**Exercise description:** The data below should be restated word for word, with every picture omitted.

**Data entries:**
=-=-=

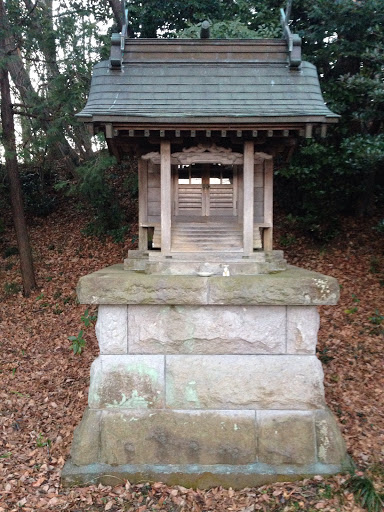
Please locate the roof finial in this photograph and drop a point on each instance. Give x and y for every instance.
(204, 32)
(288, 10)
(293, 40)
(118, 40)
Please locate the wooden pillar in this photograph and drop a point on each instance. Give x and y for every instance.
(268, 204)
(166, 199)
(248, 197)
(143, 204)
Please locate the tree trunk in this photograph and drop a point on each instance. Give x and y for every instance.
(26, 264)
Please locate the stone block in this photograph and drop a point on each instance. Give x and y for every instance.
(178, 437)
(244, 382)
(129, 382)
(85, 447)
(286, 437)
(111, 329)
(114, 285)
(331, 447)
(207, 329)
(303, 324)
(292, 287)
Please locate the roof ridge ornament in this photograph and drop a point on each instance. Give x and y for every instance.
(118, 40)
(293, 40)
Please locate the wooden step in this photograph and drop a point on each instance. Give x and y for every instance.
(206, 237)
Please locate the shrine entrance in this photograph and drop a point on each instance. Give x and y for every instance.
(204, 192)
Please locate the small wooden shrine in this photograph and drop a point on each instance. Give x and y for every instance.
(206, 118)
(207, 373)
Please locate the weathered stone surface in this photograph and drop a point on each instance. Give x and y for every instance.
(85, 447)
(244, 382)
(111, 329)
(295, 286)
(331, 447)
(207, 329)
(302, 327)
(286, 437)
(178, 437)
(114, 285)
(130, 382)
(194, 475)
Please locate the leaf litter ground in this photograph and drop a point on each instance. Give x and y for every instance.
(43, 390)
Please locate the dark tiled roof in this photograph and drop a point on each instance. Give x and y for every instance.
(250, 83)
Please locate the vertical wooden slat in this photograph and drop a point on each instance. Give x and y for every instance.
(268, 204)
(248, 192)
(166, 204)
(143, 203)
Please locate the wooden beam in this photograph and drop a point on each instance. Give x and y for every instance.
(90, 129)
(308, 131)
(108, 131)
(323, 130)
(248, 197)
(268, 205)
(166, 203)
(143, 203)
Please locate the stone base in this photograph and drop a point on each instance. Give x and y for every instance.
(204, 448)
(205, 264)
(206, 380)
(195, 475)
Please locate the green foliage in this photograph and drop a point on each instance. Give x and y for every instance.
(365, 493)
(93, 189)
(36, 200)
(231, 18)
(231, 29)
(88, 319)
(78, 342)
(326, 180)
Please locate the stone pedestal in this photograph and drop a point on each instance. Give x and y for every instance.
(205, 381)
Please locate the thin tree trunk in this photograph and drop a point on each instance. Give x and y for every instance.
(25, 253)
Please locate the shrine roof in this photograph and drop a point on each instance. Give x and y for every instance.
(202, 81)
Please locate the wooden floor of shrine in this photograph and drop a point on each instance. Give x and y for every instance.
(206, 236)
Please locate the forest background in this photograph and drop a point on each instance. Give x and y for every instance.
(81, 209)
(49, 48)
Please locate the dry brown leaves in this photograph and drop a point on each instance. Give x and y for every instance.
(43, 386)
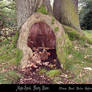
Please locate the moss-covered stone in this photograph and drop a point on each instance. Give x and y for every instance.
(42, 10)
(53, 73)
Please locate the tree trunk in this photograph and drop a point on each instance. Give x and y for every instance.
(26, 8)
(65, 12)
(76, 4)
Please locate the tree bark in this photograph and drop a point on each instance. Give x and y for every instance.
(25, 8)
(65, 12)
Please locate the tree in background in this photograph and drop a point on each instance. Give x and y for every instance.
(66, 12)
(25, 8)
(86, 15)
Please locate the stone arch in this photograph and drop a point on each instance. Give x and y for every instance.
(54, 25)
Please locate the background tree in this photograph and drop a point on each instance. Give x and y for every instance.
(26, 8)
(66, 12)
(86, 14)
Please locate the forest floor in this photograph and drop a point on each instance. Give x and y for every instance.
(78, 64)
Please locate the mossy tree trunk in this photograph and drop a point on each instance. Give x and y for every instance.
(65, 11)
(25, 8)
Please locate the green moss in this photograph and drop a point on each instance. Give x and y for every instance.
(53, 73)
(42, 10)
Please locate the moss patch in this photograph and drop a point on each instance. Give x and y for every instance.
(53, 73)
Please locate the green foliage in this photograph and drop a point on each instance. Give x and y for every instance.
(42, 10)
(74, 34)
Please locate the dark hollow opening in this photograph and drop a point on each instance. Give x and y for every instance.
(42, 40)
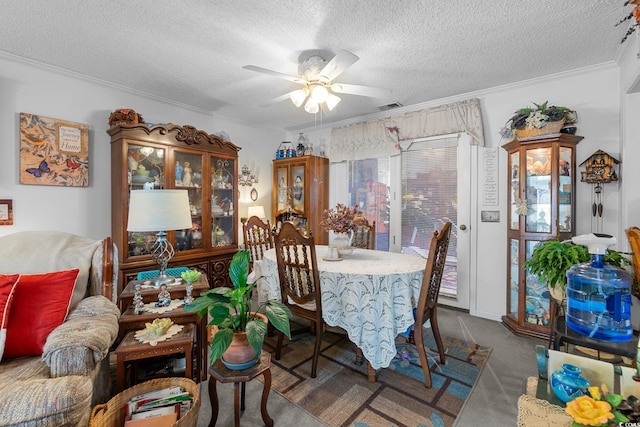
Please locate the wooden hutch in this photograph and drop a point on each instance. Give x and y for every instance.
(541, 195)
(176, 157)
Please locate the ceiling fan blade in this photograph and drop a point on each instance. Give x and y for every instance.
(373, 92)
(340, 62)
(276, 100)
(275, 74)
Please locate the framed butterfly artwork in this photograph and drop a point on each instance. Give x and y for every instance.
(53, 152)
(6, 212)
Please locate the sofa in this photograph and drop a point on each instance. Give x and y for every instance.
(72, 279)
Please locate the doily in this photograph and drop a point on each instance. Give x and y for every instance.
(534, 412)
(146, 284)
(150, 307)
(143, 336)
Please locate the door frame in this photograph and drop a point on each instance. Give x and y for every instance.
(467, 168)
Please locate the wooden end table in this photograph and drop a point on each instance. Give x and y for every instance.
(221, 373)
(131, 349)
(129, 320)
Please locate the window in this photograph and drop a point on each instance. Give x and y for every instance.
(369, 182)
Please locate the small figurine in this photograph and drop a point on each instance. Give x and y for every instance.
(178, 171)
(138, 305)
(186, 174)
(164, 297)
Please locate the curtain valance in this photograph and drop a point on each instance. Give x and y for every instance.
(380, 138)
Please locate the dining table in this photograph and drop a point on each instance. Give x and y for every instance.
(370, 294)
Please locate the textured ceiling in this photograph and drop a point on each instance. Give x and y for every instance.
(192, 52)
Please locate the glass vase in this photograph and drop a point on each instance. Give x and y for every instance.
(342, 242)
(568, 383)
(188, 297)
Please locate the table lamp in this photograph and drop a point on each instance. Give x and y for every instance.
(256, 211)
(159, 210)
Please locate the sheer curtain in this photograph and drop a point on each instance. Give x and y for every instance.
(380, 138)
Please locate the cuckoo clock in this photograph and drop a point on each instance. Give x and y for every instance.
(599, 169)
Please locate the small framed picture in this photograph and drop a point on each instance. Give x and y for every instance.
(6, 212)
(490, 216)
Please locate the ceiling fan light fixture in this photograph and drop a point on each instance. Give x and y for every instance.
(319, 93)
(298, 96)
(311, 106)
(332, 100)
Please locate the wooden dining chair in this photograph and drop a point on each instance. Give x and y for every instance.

=-=-=

**Exercise solution:**
Please locate the roof finial in this photograph and drop a point on each instance. Give x and y for every instance.
(204, 32)
(288, 10)
(293, 40)
(118, 40)
Please locate the wooden pillar in this photograph and drop a point on each instance. Give x and y for every instance.
(268, 204)
(166, 199)
(248, 197)
(143, 204)
Please locate the tree trunk in this photograph and drop a point on each instance. Give x and y for every instance.
(26, 264)
Please locate the stone block in this photograph and drop a point on each instance. Give x and y for every instance.
(178, 437)
(244, 382)
(129, 382)
(85, 447)
(286, 437)
(111, 329)
(114, 285)
(331, 447)
(207, 329)
(303, 324)
(292, 287)
Please locate the roof ridge ornament in this photograph and drop a point on each instance. Give x and y for every instance.
(118, 40)
(293, 40)
Please locate the wooden step in this photograph and drop a point on each instance. Give x and y for every instance.
(206, 237)
Please locate the shrine entrance in this photograph and drop a point on each instance. Give x and y for every instance.
(204, 192)
Please locate the small wooden shrine in this photograph and drop a point on each instance. Give x and y for every instance.
(206, 118)
(207, 373)
Please locate the weathered stone surface in this photograph and drop a point on each instance. Give x and y for every instance.
(85, 447)
(244, 382)
(111, 329)
(295, 286)
(331, 447)
(207, 329)
(302, 327)
(286, 437)
(178, 437)
(114, 285)
(130, 382)
(194, 475)
Please locate the leaf litter ground in this photograph and drop a point on each instance. Give x and y for every instance.
(43, 390)
Please locate the dark tiled roof in this photograph and drop a point on each instance. Give x and y for every instance.
(250, 83)
Please locate the vertical wooden slat in this photograph and drop a point on each instance. Give x and y for every instance.
(268, 204)
(248, 192)
(166, 204)
(143, 203)
Please locate the wooden beam in this photograph and drop a point on each instance. Give x and y for every instance.
(90, 129)
(308, 131)
(108, 131)
(323, 130)
(248, 197)
(268, 205)
(166, 203)
(143, 203)
Please locate the stone base in this photograph and drop a point on each instance. Give x and y for every instance.
(204, 448)
(205, 264)
(206, 380)
(195, 475)
Please locate the green foliage in this photograph and drop a point on each instance. Give x and y for every instance.
(365, 493)
(93, 189)
(36, 200)
(231, 18)
(231, 29)
(88, 319)
(78, 342)
(326, 180)
Please locate the stone pedestal in this photograph and drop a point on each instance. Give x and y for every instance.
(205, 381)
Please locate the thin tree trunk in this photograph and drop a point on each instance. Give x and y for every instance.
(25, 253)
Please locate the shrine roof in this photograph and drop a point on each instance. Give x and y for every instance.
(202, 81)
Please locate the wooden floor of shrine in this photograph and drop a point on each instance. Give x and y for every instance.
(206, 236)
Please locate the forest background in this photograph and drop a point on each instance. Give x and y for every instance.
(81, 209)
(49, 48)
Please locate the dry brown leaves in this photograph and drop a point on each instance. Give x and y for every instance.
(43, 386)
Please locate the moss-covered stone in this photograph and drop a point on each instance. Give x and y for every instance.
(42, 10)
(53, 73)
Please locate the tree trunk in this photograph and drop a point on each instance. Give x and y for every instance.
(26, 8)
(65, 12)
(76, 4)
Please locate the tree bark in this photograph and drop a point on each instance. Give x and y for every instance.
(25, 8)
(65, 12)
Please locate the tree in background in this photograph and drop a point on each instance. Give x and y for every instance.
(66, 12)
(25, 8)
(86, 15)
Please locate the stone arch in this photograph and drop a point on each instance. Give x and y for every instance.
(54, 25)
Please locate the background tree in this photograph and drop a point on each instance. Give x and y for every instance.
(26, 8)
(66, 12)
(86, 14)
Please locate the forest floor in this photograph and drop a point on each instance. Give x and y for every instance.
(78, 64)
Please locate the mossy tree trunk in this photograph and drop a point on each instance. Give x and y for every instance.
(65, 11)
(25, 8)
Please locate the green moss in this photograph and drop a point on each instance. Give x and y for every instance.
(53, 73)
(42, 10)
Please locate the moss patch in this photograph and drop a point on each instance. Give x and y for every instance.
(53, 73)
Please locate the green foliage in this photograph and drop a point on each instance. Give x and y for every instance.
(42, 10)
(74, 34)
Please locate the dark hollow opening in this photograph and drop a point on each instance. Give x and y for every instance.
(42, 40)
Please locate the wooden hutch in this photograph and drop a point on each instance. Give x and y for every instance.
(541, 195)
(176, 157)
Please locate the ceiling fan blade in this photograph and drop a point on each instance. Give x and y for every instance.
(373, 92)
(340, 62)
(276, 100)
(275, 74)
Please locate the framed butterfly artwork in this photograph and drop a point on each instance. Give x and y for every instance.
(53, 152)
(6, 212)
Please locate the sofa in this photograph and drop a point on each instance. Give x and y for every instance.
(72, 279)
Please locate the doily in this photograph and drop a point on each instance. Give x and y for every instance.
(534, 412)
(146, 284)
(150, 307)
(143, 336)
Please locate the door frame in this photograph and drop a point on each instance. Give x and y for every instance.
(467, 168)
Please locate the wooden end table in this photograph and drop a point on each instance. Give x and y for every instance.
(221, 373)
(131, 349)
(129, 320)
Please locate the window in this photograph and drop a point on each instance. Give x and y for every instance.
(369, 182)
Please locate the small figurine in this photograph and drop a point on each instance. Give x and y for every instance.
(178, 171)
(138, 305)
(186, 174)
(164, 297)
Please locate the curtain valance in this photograph and drop a point on each instance. Give x and y for every instance.
(380, 138)
Please locate the dining table in this photograph and drop a point on each instance. Give x and y for every instance.
(370, 294)
Please locate the textured ceiling in this photograph and drop a point on each instance. Give x and y for every instance.
(192, 52)
Please locate the glass vase in this photograph and drop a point on each instance. Give x and y for every instance.
(342, 242)
(568, 383)
(188, 297)
Please locate the table lamp in this photograph and drop a point on each instance. Give x and y for every instance.
(256, 211)
(159, 210)
Please locate the sheer curtain in this photograph and drop a point on each instance. Give x and y for every instance.
(380, 138)
Please locate the cuckoo clock in this photograph and drop a point on each instance. Give x and y for every instance.
(599, 169)
Please locate the small framed picture in this photograph and drop a point on each instance. Give x and y for every instance.
(6, 212)
(490, 216)
Please locate the ceiling fan light fixture in this photograph and drop a point on each instance. Give x and y for every instance.
(319, 93)
(298, 96)
(311, 106)
(332, 100)
Please locate the wooden dining chair in this photograph and drop a point on each instance. Give x and y for every instance.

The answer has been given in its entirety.